=== Directions for this task ===
Substitute "place a marker" for "drop a point" throughout the entries below, and change nothing else. Leave the pictures out of your answer.

=== Rows ===
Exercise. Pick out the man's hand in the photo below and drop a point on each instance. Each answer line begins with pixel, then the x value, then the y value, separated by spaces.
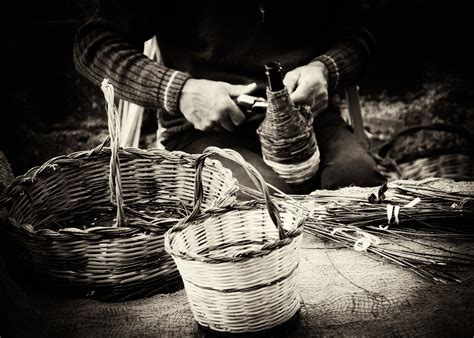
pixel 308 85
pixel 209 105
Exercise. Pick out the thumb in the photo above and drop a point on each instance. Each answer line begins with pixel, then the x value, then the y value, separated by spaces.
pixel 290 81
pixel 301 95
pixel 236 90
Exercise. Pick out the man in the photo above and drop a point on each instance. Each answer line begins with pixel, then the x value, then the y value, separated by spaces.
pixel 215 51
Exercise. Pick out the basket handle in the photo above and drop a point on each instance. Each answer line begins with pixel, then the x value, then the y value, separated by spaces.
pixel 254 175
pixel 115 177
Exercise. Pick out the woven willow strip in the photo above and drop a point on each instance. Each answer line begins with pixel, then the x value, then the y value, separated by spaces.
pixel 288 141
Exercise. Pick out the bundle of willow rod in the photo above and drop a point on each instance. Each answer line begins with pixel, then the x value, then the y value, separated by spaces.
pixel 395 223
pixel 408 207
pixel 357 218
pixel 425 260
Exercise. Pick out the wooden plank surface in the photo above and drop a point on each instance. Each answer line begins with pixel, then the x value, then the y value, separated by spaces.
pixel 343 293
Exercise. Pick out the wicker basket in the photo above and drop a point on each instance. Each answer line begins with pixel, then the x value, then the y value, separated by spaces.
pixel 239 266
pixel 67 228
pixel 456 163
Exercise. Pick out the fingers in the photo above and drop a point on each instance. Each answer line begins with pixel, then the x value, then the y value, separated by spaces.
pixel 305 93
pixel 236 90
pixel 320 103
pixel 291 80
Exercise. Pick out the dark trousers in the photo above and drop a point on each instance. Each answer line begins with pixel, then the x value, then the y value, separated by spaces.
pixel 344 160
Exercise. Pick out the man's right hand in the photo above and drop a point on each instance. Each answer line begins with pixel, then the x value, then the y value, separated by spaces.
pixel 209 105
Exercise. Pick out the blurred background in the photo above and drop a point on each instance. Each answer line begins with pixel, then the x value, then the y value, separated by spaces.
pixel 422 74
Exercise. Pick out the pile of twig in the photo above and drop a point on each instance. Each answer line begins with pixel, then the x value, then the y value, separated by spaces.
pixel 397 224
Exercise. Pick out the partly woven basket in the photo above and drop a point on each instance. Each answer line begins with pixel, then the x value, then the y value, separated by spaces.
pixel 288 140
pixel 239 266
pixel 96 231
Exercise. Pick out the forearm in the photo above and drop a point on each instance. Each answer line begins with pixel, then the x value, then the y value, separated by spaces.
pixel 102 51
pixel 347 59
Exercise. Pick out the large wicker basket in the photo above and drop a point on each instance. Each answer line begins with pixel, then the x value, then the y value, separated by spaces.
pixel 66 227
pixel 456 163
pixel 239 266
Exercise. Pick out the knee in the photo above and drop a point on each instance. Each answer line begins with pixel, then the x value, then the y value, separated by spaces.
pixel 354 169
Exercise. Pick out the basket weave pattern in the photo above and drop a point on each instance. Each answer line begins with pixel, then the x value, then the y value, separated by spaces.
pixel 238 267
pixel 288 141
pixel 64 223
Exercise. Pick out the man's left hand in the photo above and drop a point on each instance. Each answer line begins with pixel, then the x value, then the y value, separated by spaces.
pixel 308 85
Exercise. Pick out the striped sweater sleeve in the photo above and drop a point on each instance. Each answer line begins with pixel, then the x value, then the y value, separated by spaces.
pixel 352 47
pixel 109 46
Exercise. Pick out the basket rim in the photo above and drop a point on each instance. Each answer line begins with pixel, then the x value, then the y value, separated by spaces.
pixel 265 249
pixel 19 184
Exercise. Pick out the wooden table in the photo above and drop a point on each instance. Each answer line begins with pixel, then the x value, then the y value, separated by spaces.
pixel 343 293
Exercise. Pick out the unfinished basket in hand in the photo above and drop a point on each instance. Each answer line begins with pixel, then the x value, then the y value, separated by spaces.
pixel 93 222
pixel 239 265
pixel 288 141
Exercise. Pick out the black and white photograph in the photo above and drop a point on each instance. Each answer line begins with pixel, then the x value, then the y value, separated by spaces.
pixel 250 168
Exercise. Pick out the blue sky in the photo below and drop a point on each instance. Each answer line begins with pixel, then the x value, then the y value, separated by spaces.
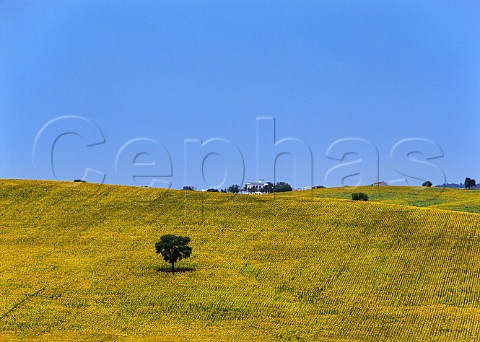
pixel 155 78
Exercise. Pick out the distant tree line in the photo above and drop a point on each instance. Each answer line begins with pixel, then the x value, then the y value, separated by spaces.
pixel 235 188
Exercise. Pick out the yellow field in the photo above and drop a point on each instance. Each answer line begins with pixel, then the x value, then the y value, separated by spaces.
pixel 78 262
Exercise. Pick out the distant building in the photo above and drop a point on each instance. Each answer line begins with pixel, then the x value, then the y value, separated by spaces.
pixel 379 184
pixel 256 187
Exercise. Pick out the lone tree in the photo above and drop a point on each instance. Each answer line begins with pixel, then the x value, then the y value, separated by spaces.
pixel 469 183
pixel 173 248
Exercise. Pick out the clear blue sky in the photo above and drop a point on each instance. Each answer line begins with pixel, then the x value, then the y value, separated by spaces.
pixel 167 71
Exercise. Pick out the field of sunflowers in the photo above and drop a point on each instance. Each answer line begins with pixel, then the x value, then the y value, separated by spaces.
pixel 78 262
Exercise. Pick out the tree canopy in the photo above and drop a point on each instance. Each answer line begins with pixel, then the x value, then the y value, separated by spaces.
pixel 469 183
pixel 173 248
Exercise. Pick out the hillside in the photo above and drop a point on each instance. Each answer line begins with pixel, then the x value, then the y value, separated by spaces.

=== Complete output ===
Exercise. Pick out the man's hand in the photo below and place a marker on each instance. Each answer line begins with pixel, then the x value, then the y value, separated by spaces.
pixel 308 85
pixel 209 105
Exercise. Pick out the thumb in the photo above and place a marker on each instance. Each answer line begins with pixel, then the x value, then the y value, separated by spaces.
pixel 290 81
pixel 301 95
pixel 236 90
Exercise. Pick out the man in the photo above and place a marker on each instance. Each answer line begins with pixel, then the x value, then the y value, separated by spaces.
pixel 215 51
Exercise. Pick out the basket handle in the photo above and place a marker on each instance. Each answer line begins with pixel, then the x value, then the y value, separated by spaces.
pixel 254 175
pixel 115 177
Exercise. Pick out the woven willow strip in the photo above and place a marker on each instance. Each answer line begins with pixel, then the x value, then the y value, separated by spaces.
pixel 288 141
Exercise. Pick out the bundle of willow rod in the photo above and place a marker on each instance. Each answer line begins with pixel, then the x value, then the y value, separated by spaces.
pixel 395 223
pixel 408 207
pixel 357 218
pixel 425 260
Exercise. Pick out the wooden plank surface in the photo above and place a marker on each instance. Each answer line begins with pixel, then the x value, then the y value, separated by spaces.
pixel 343 293
Exercise. Pick out the wicker basket in the photo above and place a marker on each instance. Each answer line begins with pixel, then the x value, then the y value, separated by spaces.
pixel 239 266
pixel 67 228
pixel 456 163
Exercise. Pick out the fingers in the photo above and place a marker on each instance. Each answer line begins with pixel, then the x value, then the y value, separated by spaces.
pixel 305 93
pixel 236 90
pixel 320 103
pixel 291 80
Exercise. Pick out the dark trousers in the photo above and place a marker on each instance. Each answer line begins with pixel, then the x value, then the y value, separated by spaces.
pixel 344 160
Exercise. Pick out the man's right hand in the photo above and place a marker on each instance. Each answer line begins with pixel, then the x value, then the y value, separated by spaces.
pixel 209 105
Exercise. Pick out the blurred background in the photo above and place a marker on each instance. Each answer line begins with pixel, then the x value, then the y value, separated by spaces.
pixel 422 74
Exercise. Pick out the pile of twig in the photo above and place a marker on each instance. Each answer line begins with pixel, then the x value, then the y value, separated by spaces.
pixel 397 224
Exercise. Pick out the partly woven basket in the photo above and place a marker on each instance. Each answer line begins with pixel, then the x value, then the y value, separated by spaces.
pixel 288 140
pixel 239 266
pixel 96 231
Exercise. Pick out the forearm in the photo above and place a marker on each instance. Each answer line begins with pixel, then the x value, then the y value, separated by spaces.
pixel 102 51
pixel 347 59
Exercise. Pick out the large wicker basket in the photo above and place a marker on each instance. Each answer line begins with pixel, then the x value, then the y value, separated by spaces.
pixel 66 227
pixel 456 163
pixel 239 266
Exercise. Pick out the knee in the photo above and place a marker on each instance. Each answer line begins with pixel, then the x value, then the y value, separated by spaces.
pixel 354 169
Exercise. Pick out the basket weave pattern in the photo above and place a marker on each instance. Each answer line begins with pixel, then the x value, then the y value, separated by spaces.
pixel 238 267
pixel 288 141
pixel 64 223
Exercise. Pick out the man's left hand in the photo above and place a marker on each instance. Each answer line begins with pixel, then the x value, then the y value, separated by spaces.
pixel 308 85
Exercise. Pick out the striped sweater sleeve in the photo above and place a marker on each instance. Each answer line begins with pixel, then the x value, then the y value, separated by spaces.
pixel 352 47
pixel 109 46
Exercise. Pick out the basket rim in the photo above and place a marker on each instance. Each answer line begins with pixel, then the x value, then the y value, separated by spaces.
pixel 265 249
pixel 19 184
Exercise. Pick out the wooden table in the photo above and place a marker on each instance. Each answer line begins with pixel, then the x value, then the y value, separated by spaces.
pixel 343 293
Exercise. Pick out the unfinished basket in hand in the photo above and place a marker on each instance. Each answer line begins with pixel, then the x value, then the y value, separated by spaces.
pixel 93 222
pixel 239 265
pixel 288 141
Exercise. Pick out the black and white photograph in the photo above and place a marker on each instance. Each answer line begins with pixel, then the x value, then the y value, separated by spaces.
pixel 250 168
Exercise. Pick out the blue sky in the photo below and place a marker on each instance. Each answer line begins with pixel, then the x value, then the y value, separated by spaces.
pixel 155 78
Exercise. Pick out the distant tree line in the photo above and place a marker on each instance. Each answer line begins with pixel, then the x value, then the y value, separated by spaces.
pixel 235 188
Exercise. Pick out the yellow field in the photo above and place a marker on each instance. Each answer line begins with pixel, then the x value, then the y value, separated by spaces.
pixel 78 262
Exercise. Pick out the distant building in the photo above and place a marker on each instance. Each answer line begins with pixel, then the x value, then the y value, separated by spaces.
pixel 379 184
pixel 256 187
Exercise. Pick out the lone tree in the photo above and place a marker on each instance. Each answer line begins with pixel, then the x value, then the y value, separated by spaces.
pixel 469 183
pixel 173 248
Exercise. Pick out the clear blue sky in the photo above and place a marker on each instance. Each answer line begins with pixel, then the x value, then the y value, separated by spaces.
pixel 167 71
Exercise. Pick out the field of sunflowers in the photo above and place a marker on each instance. Each answer line begins with pixel, then the x value, then the y value, separated by spaces.
pixel 78 262
Exercise. Pick out the tree canopy in the photo above and place a marker on each instance. Each answer line begins with pixel, then the x value, then the y value, separated by spaces.
pixel 469 183
pixel 173 248
Exercise. Pick out the hillside in the photo above and place a marker on each instance. Each answer line begins with pixel, then the x value, then the y value, separated by spaces.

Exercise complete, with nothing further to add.